● **THE EXERCISE**:
Write out every one of the records below word for word, leaving out the pictures.

========================================

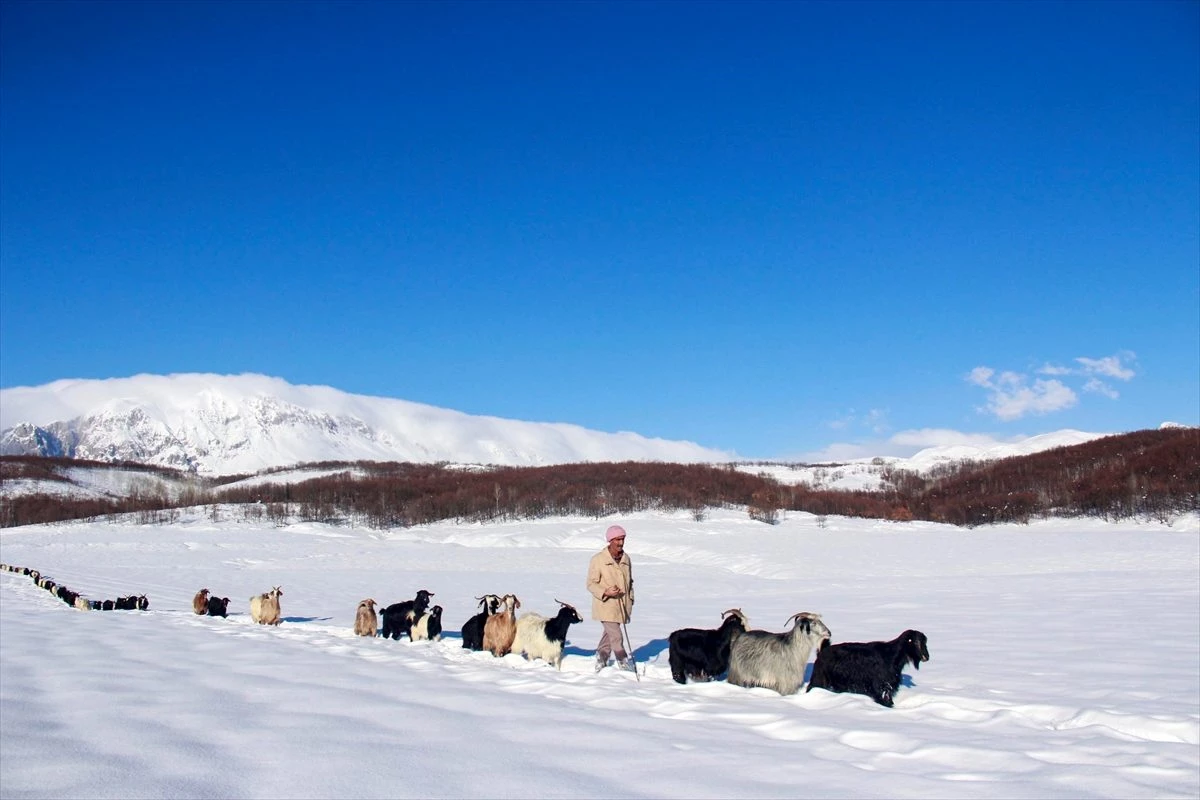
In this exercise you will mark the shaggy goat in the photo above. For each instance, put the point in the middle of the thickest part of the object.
(399, 618)
(539, 637)
(264, 608)
(429, 626)
(366, 621)
(870, 668)
(129, 603)
(217, 606)
(703, 654)
(775, 661)
(501, 627)
(201, 602)
(473, 629)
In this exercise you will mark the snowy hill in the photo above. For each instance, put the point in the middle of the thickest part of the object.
(868, 474)
(221, 425)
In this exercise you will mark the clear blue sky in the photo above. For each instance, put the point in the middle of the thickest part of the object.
(768, 228)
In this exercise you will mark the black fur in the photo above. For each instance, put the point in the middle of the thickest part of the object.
(870, 668)
(433, 626)
(217, 606)
(397, 619)
(701, 654)
(473, 629)
(556, 629)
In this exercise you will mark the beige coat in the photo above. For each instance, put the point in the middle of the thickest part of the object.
(604, 572)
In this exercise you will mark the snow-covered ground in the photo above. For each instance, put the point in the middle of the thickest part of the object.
(1065, 662)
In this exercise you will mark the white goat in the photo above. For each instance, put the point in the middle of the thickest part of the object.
(366, 621)
(775, 661)
(264, 608)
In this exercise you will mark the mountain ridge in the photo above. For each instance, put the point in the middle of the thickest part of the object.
(217, 425)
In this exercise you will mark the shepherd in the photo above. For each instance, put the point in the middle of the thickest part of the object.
(611, 585)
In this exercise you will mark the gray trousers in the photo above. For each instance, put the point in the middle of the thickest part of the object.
(611, 643)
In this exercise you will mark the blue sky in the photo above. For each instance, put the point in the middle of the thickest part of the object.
(778, 229)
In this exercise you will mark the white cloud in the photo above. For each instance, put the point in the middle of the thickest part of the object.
(1101, 388)
(903, 444)
(1012, 396)
(1109, 366)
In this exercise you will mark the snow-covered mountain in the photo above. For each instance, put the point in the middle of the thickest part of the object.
(868, 474)
(221, 425)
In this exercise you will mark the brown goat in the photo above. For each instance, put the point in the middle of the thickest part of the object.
(264, 608)
(366, 623)
(201, 602)
(501, 627)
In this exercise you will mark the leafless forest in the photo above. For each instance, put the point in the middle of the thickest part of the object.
(1153, 474)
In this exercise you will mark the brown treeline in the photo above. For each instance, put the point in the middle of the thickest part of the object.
(1153, 474)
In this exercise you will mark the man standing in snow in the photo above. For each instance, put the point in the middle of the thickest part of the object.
(611, 584)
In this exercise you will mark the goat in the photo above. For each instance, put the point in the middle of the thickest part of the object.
(501, 627)
(473, 629)
(201, 602)
(399, 618)
(539, 637)
(366, 623)
(703, 654)
(775, 661)
(217, 606)
(130, 602)
(429, 626)
(264, 608)
(870, 668)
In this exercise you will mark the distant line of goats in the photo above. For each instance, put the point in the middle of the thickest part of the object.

========================================

● **RESPONSE**:
In this exercise you will mark the shaggy goat in the photo above. For each instance, put the point in the middle of the thickest part of the object.
(399, 618)
(539, 637)
(264, 608)
(429, 626)
(366, 621)
(870, 668)
(129, 603)
(217, 606)
(703, 654)
(775, 661)
(501, 627)
(201, 602)
(473, 629)
In this exercise you will mark the snowy hill in the photo above. For each instance, put the point in the middle of the thickest part of the object.
(868, 474)
(221, 425)
In this exercise you will mark the clear blue sky in the photo above. For each instance, put the point in the middle of the thickest part of the object.
(768, 228)
In this exercise you will mark the black fur in the photo above. For each instance, put the point in the middle of the thickest part of the object.
(870, 668)
(433, 626)
(217, 606)
(397, 619)
(701, 654)
(473, 629)
(556, 629)
In this exercise you will mark the beige coat in the photo above. For each instance, put the point in the middle of the thickest part of the object.
(604, 572)
In this exercise you will mark the snow-covered ground in the photo above. For each instance, put the point in the middle of the thickest part of the object.
(1065, 662)
In this exercise you will mark the white goat in the photo above. For each instance, put the point in the middle of the thickest part of the object.
(366, 621)
(775, 661)
(264, 608)
In this exercise you will mark the mountain ridge in the photo above. For each instance, put the point in the middle of the thickest part of the object.
(217, 425)
In this exercise you will mark the shepherd in the photo above. For each instance, put the point in the middle of the thickest part of the object.
(611, 585)
In this exercise you will mark the gray trousers in the photo above. For each instance, put the point in the middle of the thickest part of the object.
(611, 643)
In this exercise you will mark the blue sky in the photo above. For each instance, put the point in the middle of the thickest part of the object.
(778, 229)
In this exercise you will mark the white cloud in the photo above. For each instance, put the point in the middle of the thickest part of the object.
(1101, 388)
(903, 444)
(1012, 396)
(1109, 366)
In this exercise you will mark the snow-covered mountain in the photo above. For each instance, put the point in the middle of the thickest part of the object.
(868, 474)
(221, 425)
In this exercise you will mark the brown goat in the photo above. For each instance, put the point in the middle of the thickest part of the object.
(264, 608)
(366, 623)
(201, 602)
(501, 627)
In this exercise you will mark the leafless forest in the photo above. For each instance, put the point in the middle of the thickest part of the object.
(1153, 474)
In this exercise you will mark the brown treeline in the photo above. For each instance, put the point in the middle of the thickest part of the object.
(1153, 474)
In this exercise you will mark the man standing in snow in the photo above. For each instance, put the point in the middle of the thickest part of the object.
(611, 584)
In this exercise you will mark the goat in the photo above. For each instance, put the point in the middle of the thickest part of the object.
(501, 627)
(473, 629)
(201, 602)
(399, 618)
(539, 637)
(366, 623)
(703, 654)
(775, 661)
(217, 606)
(130, 602)
(429, 626)
(264, 608)
(870, 668)
In this exercise you will mark the distant line of goats in the photo above. For each instance, put the point in the middle of the thickest part of the object.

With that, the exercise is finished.